* _Task description_: Please retype the material below exactly, from its first line through the line that contains "[[[256,32],[255,1],[4,1],[0,33]]]", with both of those lines included.

Contour annotation records
━━━━━━━━━━
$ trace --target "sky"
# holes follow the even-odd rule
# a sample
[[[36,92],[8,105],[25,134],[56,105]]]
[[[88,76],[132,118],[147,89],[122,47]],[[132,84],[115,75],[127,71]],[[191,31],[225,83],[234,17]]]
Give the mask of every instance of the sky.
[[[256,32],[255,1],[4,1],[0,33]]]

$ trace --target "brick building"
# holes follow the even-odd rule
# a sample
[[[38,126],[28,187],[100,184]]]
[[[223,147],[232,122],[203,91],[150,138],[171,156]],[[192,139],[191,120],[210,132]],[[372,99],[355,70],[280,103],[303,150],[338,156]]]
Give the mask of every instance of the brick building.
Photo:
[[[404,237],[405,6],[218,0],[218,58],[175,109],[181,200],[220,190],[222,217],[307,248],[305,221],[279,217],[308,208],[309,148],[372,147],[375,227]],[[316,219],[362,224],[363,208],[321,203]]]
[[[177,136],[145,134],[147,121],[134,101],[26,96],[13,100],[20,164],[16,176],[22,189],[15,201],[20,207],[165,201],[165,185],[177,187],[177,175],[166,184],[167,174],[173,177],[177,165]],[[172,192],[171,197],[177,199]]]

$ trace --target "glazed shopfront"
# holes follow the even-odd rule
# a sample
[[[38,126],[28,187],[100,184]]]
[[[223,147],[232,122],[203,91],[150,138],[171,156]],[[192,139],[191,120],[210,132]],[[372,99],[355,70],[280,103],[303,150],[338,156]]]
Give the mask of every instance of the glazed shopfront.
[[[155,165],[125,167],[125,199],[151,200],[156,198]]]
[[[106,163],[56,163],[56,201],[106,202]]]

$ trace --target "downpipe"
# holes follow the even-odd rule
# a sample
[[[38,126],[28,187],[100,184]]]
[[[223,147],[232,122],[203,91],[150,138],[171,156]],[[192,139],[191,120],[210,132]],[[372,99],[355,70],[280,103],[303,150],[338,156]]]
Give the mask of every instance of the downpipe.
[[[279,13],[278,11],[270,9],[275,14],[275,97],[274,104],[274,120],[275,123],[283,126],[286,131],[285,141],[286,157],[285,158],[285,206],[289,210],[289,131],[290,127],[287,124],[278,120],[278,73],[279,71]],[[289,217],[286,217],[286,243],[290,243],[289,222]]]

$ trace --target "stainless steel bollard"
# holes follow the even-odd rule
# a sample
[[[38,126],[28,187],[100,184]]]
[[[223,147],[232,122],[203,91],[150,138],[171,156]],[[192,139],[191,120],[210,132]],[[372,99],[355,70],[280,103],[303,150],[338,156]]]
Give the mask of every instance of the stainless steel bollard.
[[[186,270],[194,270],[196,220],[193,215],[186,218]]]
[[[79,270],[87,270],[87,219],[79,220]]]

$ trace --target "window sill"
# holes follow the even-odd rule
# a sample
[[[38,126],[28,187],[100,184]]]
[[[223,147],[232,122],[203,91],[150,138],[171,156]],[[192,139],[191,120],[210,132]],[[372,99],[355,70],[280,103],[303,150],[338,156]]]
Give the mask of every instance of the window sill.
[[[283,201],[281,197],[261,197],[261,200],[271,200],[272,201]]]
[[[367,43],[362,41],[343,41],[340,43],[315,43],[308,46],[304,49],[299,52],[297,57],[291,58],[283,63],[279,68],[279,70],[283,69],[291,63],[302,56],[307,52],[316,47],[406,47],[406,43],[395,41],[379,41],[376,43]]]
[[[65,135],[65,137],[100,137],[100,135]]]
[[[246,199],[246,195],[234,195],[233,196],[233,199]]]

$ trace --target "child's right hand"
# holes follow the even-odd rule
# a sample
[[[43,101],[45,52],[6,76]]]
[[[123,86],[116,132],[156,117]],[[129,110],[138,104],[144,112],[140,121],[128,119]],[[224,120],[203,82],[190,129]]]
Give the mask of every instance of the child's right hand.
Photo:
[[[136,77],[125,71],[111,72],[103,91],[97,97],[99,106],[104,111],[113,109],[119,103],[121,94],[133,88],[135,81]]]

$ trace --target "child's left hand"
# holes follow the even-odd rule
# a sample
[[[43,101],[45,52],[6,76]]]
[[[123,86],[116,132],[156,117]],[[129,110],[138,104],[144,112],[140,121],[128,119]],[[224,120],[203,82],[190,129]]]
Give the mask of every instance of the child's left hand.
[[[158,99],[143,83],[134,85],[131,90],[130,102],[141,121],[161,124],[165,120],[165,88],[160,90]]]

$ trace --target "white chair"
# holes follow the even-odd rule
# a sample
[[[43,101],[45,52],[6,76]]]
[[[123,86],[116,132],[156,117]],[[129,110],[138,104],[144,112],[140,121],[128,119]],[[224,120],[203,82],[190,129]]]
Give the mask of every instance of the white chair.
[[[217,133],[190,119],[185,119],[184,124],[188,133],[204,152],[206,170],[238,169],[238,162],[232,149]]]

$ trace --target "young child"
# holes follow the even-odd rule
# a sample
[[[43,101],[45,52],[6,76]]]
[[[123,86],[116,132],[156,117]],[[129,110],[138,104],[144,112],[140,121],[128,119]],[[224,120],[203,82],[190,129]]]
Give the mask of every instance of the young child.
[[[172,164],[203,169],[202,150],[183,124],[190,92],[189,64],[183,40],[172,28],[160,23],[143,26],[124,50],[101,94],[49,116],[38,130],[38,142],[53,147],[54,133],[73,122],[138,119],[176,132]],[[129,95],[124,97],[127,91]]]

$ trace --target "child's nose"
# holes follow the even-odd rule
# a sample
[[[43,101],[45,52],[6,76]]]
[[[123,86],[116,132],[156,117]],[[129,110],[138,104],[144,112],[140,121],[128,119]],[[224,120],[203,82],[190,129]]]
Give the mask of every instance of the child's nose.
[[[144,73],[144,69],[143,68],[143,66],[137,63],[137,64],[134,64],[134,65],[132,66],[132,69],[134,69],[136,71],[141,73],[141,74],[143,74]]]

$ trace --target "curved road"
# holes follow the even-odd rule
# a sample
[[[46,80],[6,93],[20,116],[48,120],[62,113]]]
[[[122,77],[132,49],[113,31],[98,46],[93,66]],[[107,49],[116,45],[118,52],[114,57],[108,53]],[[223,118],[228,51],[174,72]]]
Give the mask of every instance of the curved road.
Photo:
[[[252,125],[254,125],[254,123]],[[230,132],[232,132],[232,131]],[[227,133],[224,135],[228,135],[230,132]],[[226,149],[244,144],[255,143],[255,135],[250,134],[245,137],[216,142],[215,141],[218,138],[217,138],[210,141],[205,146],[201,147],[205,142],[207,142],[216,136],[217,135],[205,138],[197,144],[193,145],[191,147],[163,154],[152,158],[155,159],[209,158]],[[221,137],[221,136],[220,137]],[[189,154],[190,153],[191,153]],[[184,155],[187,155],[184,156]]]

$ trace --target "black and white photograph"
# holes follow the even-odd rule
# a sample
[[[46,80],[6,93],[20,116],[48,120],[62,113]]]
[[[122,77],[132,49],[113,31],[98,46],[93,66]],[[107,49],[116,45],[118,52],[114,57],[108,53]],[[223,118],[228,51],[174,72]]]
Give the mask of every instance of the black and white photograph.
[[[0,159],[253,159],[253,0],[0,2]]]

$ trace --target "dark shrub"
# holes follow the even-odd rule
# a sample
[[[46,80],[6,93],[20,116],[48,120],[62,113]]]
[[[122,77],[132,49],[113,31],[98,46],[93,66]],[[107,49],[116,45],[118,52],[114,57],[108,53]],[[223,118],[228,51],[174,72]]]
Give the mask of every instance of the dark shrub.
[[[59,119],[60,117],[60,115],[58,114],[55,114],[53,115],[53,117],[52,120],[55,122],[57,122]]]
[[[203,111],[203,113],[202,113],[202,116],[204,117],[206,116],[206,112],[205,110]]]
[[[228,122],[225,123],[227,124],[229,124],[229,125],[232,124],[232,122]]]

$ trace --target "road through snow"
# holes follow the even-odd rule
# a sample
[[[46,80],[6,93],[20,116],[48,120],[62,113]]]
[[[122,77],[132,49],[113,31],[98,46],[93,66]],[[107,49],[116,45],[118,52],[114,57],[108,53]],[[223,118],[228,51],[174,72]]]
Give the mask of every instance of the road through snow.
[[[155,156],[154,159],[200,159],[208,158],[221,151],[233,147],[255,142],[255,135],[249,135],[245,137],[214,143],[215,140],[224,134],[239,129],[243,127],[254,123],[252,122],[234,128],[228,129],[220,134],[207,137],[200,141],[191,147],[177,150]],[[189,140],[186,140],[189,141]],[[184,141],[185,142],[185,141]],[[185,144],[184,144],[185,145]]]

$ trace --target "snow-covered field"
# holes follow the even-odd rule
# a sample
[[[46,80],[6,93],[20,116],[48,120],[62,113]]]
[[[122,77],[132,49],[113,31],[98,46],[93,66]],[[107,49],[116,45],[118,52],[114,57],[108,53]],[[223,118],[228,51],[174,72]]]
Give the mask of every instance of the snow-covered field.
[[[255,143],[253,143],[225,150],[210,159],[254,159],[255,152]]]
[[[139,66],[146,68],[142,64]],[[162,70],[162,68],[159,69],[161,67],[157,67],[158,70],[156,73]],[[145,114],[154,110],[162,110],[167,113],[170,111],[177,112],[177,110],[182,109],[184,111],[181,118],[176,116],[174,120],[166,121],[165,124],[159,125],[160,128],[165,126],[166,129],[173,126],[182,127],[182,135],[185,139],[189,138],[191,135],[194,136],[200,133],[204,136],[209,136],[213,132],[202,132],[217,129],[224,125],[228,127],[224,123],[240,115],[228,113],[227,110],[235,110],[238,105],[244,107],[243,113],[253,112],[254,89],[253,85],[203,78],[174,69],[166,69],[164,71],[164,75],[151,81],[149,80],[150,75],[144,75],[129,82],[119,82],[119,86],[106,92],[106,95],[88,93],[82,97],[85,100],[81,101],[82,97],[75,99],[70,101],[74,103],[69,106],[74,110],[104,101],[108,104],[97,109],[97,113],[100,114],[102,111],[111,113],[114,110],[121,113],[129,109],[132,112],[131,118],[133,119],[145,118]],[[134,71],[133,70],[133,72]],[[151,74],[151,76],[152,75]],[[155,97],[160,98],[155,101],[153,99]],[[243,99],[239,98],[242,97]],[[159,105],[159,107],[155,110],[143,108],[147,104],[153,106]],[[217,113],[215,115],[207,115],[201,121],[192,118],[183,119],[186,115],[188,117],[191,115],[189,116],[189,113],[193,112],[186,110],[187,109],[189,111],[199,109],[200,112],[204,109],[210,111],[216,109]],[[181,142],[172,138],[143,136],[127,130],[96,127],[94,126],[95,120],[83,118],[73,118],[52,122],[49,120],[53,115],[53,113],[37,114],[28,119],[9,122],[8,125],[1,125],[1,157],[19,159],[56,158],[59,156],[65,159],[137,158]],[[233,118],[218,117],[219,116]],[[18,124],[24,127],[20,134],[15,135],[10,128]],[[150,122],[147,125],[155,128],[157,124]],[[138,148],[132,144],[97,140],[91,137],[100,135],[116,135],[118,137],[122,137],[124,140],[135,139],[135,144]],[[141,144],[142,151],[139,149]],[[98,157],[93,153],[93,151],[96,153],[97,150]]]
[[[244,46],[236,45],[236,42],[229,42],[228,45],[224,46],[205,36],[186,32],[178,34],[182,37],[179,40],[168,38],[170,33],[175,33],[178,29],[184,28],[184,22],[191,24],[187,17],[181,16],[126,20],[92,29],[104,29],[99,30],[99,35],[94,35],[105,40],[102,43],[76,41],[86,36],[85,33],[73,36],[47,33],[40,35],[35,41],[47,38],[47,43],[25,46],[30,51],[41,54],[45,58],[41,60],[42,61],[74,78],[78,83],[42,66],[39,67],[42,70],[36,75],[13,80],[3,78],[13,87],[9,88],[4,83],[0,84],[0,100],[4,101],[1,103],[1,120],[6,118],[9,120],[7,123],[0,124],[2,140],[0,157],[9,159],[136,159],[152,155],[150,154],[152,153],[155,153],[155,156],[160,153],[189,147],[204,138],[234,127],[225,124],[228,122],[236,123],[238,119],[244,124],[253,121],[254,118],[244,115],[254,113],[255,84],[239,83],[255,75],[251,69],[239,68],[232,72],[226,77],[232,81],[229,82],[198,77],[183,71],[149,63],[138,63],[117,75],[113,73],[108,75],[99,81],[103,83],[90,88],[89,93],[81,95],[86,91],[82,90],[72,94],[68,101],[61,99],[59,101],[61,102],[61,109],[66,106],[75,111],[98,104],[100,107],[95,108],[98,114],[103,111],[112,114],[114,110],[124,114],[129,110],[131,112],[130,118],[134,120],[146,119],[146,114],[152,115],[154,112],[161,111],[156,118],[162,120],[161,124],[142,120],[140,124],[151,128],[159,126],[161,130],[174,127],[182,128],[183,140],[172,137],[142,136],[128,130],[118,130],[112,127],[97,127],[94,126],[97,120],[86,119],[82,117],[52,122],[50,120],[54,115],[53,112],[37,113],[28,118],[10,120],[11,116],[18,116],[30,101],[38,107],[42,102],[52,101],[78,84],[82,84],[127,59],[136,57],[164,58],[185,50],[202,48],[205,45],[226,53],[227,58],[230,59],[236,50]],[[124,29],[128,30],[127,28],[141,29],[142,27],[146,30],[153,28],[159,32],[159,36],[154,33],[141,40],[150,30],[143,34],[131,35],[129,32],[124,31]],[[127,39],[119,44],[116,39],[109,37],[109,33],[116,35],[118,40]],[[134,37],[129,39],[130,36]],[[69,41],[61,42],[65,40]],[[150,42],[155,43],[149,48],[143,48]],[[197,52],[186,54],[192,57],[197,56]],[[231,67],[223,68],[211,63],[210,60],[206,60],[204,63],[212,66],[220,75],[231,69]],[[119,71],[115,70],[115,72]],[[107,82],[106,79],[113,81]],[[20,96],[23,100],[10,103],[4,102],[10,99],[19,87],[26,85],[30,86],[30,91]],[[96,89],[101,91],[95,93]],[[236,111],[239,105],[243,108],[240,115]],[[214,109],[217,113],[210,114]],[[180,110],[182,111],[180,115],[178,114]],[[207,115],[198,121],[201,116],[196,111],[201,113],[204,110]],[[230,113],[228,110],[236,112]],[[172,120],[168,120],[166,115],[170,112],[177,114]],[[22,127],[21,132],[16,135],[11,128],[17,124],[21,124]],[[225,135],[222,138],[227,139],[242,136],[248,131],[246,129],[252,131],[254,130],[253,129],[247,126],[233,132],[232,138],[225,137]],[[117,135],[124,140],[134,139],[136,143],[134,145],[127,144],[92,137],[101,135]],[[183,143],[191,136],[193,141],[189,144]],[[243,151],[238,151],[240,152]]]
━━━━━━━━━━
* _Worked solution_:
$ trace --target "sky"
# holes follow the even-odd rule
# a sample
[[[36,92],[8,105],[25,134],[56,105]]]
[[[88,76],[132,118],[147,89],[122,47]],[[132,84],[115,75],[127,71]],[[191,31],[225,83],[234,17]]]
Give the mask of every instance of the sky.
[[[256,32],[255,1],[4,1],[0,33]]]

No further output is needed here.